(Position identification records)
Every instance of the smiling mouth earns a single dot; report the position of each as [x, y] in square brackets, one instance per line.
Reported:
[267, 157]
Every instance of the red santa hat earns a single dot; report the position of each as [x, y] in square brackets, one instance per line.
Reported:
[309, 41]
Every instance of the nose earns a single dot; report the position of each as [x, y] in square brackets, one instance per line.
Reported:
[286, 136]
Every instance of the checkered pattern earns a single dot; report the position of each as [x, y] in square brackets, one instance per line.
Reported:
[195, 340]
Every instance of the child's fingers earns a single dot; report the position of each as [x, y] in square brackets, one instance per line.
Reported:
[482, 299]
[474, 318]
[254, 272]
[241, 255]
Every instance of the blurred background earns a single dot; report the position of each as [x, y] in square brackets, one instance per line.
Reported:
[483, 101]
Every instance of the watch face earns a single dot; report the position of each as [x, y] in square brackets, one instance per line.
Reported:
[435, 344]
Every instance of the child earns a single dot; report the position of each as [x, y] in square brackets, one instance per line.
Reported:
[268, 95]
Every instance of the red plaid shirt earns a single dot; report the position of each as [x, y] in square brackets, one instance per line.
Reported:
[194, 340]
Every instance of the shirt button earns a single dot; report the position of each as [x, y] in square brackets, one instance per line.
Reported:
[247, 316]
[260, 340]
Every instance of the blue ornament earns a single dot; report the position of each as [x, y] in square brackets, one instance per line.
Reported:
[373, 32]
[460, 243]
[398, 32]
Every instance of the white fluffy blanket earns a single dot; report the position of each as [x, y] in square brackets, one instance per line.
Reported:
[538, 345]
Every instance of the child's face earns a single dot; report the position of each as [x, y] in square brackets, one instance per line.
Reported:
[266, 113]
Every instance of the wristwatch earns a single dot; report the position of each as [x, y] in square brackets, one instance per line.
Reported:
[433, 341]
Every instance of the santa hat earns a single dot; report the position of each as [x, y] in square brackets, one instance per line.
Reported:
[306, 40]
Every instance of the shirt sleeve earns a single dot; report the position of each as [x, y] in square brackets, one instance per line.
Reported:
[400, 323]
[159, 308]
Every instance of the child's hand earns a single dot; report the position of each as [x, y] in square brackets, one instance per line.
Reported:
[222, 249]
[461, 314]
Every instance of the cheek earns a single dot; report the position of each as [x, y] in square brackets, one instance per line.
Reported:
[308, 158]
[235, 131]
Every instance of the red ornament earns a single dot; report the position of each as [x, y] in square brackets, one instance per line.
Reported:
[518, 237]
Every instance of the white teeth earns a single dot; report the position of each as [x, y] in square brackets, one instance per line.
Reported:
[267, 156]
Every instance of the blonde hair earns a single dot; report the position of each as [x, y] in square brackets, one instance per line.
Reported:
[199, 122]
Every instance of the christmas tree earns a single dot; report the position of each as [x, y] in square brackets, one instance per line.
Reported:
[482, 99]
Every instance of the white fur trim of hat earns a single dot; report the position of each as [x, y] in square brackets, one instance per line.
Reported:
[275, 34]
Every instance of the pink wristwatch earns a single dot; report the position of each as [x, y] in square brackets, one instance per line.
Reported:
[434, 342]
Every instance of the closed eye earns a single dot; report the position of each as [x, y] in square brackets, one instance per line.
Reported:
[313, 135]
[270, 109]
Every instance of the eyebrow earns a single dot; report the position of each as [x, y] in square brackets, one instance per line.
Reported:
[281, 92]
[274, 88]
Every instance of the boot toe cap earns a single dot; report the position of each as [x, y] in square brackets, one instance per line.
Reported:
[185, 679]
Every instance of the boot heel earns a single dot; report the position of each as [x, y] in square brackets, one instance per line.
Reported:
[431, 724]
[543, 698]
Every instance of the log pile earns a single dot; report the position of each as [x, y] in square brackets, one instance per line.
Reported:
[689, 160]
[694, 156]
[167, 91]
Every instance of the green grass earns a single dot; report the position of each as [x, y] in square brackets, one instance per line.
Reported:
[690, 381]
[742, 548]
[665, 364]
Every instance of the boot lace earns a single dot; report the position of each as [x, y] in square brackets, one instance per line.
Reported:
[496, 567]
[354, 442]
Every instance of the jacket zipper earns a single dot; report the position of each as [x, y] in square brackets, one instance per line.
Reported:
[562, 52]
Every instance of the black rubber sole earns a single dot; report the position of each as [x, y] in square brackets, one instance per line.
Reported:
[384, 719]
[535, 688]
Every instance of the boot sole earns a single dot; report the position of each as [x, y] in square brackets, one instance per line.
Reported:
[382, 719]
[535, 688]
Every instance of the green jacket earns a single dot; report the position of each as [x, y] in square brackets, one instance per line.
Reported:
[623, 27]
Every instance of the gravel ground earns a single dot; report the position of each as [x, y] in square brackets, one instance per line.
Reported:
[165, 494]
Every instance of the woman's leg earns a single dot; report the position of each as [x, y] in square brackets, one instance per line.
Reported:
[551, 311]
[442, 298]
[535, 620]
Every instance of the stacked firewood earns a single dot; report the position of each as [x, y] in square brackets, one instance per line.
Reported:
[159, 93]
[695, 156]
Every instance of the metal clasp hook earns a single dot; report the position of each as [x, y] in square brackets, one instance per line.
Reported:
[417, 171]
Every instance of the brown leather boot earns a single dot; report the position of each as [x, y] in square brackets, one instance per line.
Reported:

> [Task prompt]
Write out the whole listing again. Match it word for word.

> [Written reply]
Every instance of the smiling mouth earns a single dot; report the position of each as [x, y] in square brackets, one instance per line.
Reported:
[267, 157]
Every instance of the red santa hat earns a single dot; report the position of each as [x, y] in square brackets, one instance per line.
Reported:
[309, 41]
Every instance of the nose earns a single dot; report the position of each as [x, y] in square brackets, one instance per line.
Reported:
[286, 136]
Every instance of the checkered pattern earns a single dot; report the position of each as [x, y] in square brackets, one instance per line.
Reported:
[195, 340]
Every instance of the child's fingers earns a single dot; report the position of each as [x, y] in square brackets, one instance per line.
Reported:
[482, 299]
[474, 318]
[254, 272]
[241, 255]
Every instance of the blurred background earns a single dot; report the position of each as [x, y] in square brackets, one instance per line.
Reported:
[483, 101]
Every instance of the watch face earns a single dot; report the position of each as [x, y] in square brackets, one instance per line.
Reported:
[435, 344]
Every instance of the child earns a single dot; report the position of each as [x, y] in square brackets, one instance per line.
Reported:
[268, 95]
Every instance of the red plaid shirt earns a single dot; report the position of each as [x, y] in square brackets, one instance per line.
Reported:
[194, 340]
Every instance of the shirt button earns a single dot; report the position of each as [x, y] in square brackets, one instance per line.
Reported:
[247, 316]
[260, 340]
Every instance of the blue ornament earns a single dot; report the position of each as [x, y] in square brackets, one instance per line.
Reported:
[373, 32]
[460, 243]
[398, 32]
Every instance of the white fluffy blanket earns a single dot; report the position of each as [x, y] in square brackets, one instance per line.
Reported:
[538, 345]
Every instance of the child's face earns a single dot; report the position of each as [x, y] in square brackets, one instance per line.
Reported:
[266, 113]
Every instance of the wristwatch earns a single dot; report the position of each as [x, y] in square brackets, one instance per line.
Reported:
[433, 341]
Every instance of the santa hat earns a single dot; report the position of each as [x, y] in square brackets, one instance per line.
Reported:
[306, 40]
Every instance of the shirt sleeve earns a single dot; report the position of each as [x, y] in square brackets, one instance per line.
Reported:
[400, 323]
[159, 308]
Every instance of the child's hand earns a single dot; report the position of each as [x, y] in square brackets, one instance per line.
Reported:
[222, 249]
[461, 314]
Every instance of the cheek earns a single dot; report the position of each as [x, y] in square brackets, one instance per line.
Reported:
[308, 158]
[235, 131]
Every instance of the red ornament earns a single dot; report the position of each as [x, y] in square brackets, one instance per line.
Reported:
[518, 237]
Every instance of the white teeth earns a single dot; report the position of each as [x, y] in square brackets, one instance per line.
Reported:
[267, 156]
Every instance of the blonde hair earns a single dot; report the position of each as [x, y] in square brackets, one instance per line.
Reported:
[199, 122]
Every instance of the christmas tree earns a single dot; report the position of each as [x, y] in square brackets, one instance per line.
Reported:
[482, 99]
Every instance of the white fur trim of hat earns a single dot; report the position of each as [x, y] in square brackets, one instance per line.
Reported:
[275, 34]
Every instance of the pink wristwatch earns a single dot; report the position of each as [x, y] in square brackets, one instance per line.
Reported:
[434, 342]
Every instance of the closed eye earns a single dot; report the position of each as [x, y] in square brackets, one instance per line.
Reported:
[313, 135]
[270, 109]
Every instance of the eyebrow earns a single dot; report the position of each as [x, y] in square brackets, one instance per line.
Reported:
[281, 92]
[274, 88]
Every instance of the boot toe cap earns a single dot; report the position of each as [x, y] in square brackets, one instance per line.
Reported:
[185, 679]
Every instance of the boot heel earns a single dot; report the position of each as [x, y] in square brackets, one instance per line.
Reported:
[431, 724]
[543, 698]
Every instance of the log pile earns a single dot; report the position of each as [x, y] in square brackets, one instance per line.
Reported:
[689, 160]
[694, 156]
[167, 91]
Every instance of the green grass earns a single dot; report the position of each as [x, y] in square brackets, one instance per line.
Reported:
[690, 381]
[742, 548]
[665, 364]
Every instance of the boot lace earns a single dot; report the position of each as [x, y] in square brackets, one instance per line.
Reported:
[496, 567]
[354, 442]
Every instance of the jacket zipper earns a single dot; report the position of each as [x, y] in square brackets, one instance per line.
Reported:
[562, 52]
Every instance of the black rubber sole earns a single dot; report the position of each as [x, y] in square brackets, one instance per line.
Reported:
[384, 719]
[535, 688]
Every instance of the boot sole earns a single dot; report the position of each as [x, y] in square brackets, one instance per line.
Reported:
[382, 719]
[535, 688]
Every instance of the green jacket earns a single dot; report the position of each as [x, y] in square brackets, one instance per line.
Reported:
[623, 27]
Every instance of the gravel ground earns a single dot; report the position of each as [x, y] in square brackets, one instance per line.
Reported:
[165, 494]
Every instance of the woman's leg earns a single dot; report the position of each as [x, y] in square brackets, one instance per line.
Reported:
[551, 311]
[442, 298]
[535, 620]
Every instance of the stacked firewood earns a single dot; report the position of each as [x, y] in square brackets, one instance per line.
Reported:
[159, 93]
[695, 156]
Every instance of the metal clasp hook earns a single dot; report the position of each as [x, y] in square brackets, one instance per line.
Reported:
[417, 171]
Every instance of the brown leather boot earns a single dot; report the position of each as [x, y] in square brackets, one instance per line.
Reported:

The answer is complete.